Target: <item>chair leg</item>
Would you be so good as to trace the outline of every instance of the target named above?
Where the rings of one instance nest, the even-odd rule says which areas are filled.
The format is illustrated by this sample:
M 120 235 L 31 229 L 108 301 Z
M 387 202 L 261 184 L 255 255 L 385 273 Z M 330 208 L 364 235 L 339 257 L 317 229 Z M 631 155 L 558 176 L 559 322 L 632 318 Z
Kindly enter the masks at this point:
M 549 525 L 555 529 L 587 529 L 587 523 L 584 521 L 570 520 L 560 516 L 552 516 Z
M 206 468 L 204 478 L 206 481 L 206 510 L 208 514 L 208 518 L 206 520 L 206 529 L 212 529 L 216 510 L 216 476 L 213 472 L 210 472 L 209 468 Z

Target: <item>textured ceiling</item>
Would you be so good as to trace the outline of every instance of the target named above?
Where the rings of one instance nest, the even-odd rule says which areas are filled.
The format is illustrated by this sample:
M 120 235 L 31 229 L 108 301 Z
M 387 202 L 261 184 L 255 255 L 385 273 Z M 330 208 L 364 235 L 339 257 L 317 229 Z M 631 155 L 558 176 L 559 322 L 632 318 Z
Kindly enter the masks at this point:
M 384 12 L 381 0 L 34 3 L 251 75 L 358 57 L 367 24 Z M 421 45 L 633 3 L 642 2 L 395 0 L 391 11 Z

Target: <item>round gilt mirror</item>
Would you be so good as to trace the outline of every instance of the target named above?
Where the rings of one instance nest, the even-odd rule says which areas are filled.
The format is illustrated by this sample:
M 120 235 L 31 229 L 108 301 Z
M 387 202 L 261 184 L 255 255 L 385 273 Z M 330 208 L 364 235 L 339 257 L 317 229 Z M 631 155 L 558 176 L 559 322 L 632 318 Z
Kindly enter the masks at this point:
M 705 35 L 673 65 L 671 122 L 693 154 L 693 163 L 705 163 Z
☆ ☆ ☆ ☆
> Required task:
Please give these lines as a numbered list, with the blank lines left out.

> Answer to this task:
1. Target: <item>chair leg</item>
2. Would you be so good as to trace the outline of every instance of the target named above?
3. Where the rings of one instance nest, the even-odd rule says which areas are filled.
4. The format is illustrated by this sample:
5. M 120 235 L 31 229 L 108 301 Z
6. M 387 202 L 261 184 L 255 255 L 385 273 Z M 330 208 L 364 235 L 339 257 L 317 229 Z M 631 155 L 558 176 L 559 322 L 632 318 Z
7. Kindly enter the masks at this point:
8. M 549 525 L 555 529 L 587 529 L 587 523 L 584 521 L 570 520 L 560 516 L 552 516 Z
9. M 206 468 L 204 478 L 206 481 L 206 510 L 208 514 L 208 518 L 206 520 L 206 529 L 212 529 L 216 510 L 216 476 L 213 472 L 210 472 L 209 468 Z
10. Target: <item>textured ceiling</item>
11. Would you be so good as to trace the outline of every instance of the target named above?
12. Where the rings of one instance nest, the even-odd rule says which areas are filled.
13. The format is illustrated by this sample:
14. M 120 235 L 31 229 L 108 301 Z
15. M 387 202 L 261 184 L 255 255 L 385 273 Z M 330 208 L 364 235 L 339 257 L 317 229 Z M 631 155 L 558 176 L 559 322 L 632 318 Z
16. Kindly enter the masks at this point:
17. M 384 12 L 381 0 L 34 3 L 251 75 L 358 57 L 367 24 Z M 421 45 L 633 3 L 642 2 L 395 0 L 391 11 Z
18. Target: <item>round gilt mirror</item>
19. Would you be so good as to trace the outline of every instance of the target named above?
20. Where the rings of one instance nest, the even-odd rule says which areas are filled.
21. The format is illustrated by this sample:
22. M 120 235 L 31 229 L 108 301 Z
23. M 387 202 L 261 184 L 255 255 L 385 273 Z M 330 208 L 364 235 L 339 257 L 317 229 Z M 631 155 L 558 176 L 559 322 L 632 318 Z
24. Kindly enter the masks at this point:
25. M 705 35 L 673 65 L 671 122 L 693 154 L 693 163 L 705 163 Z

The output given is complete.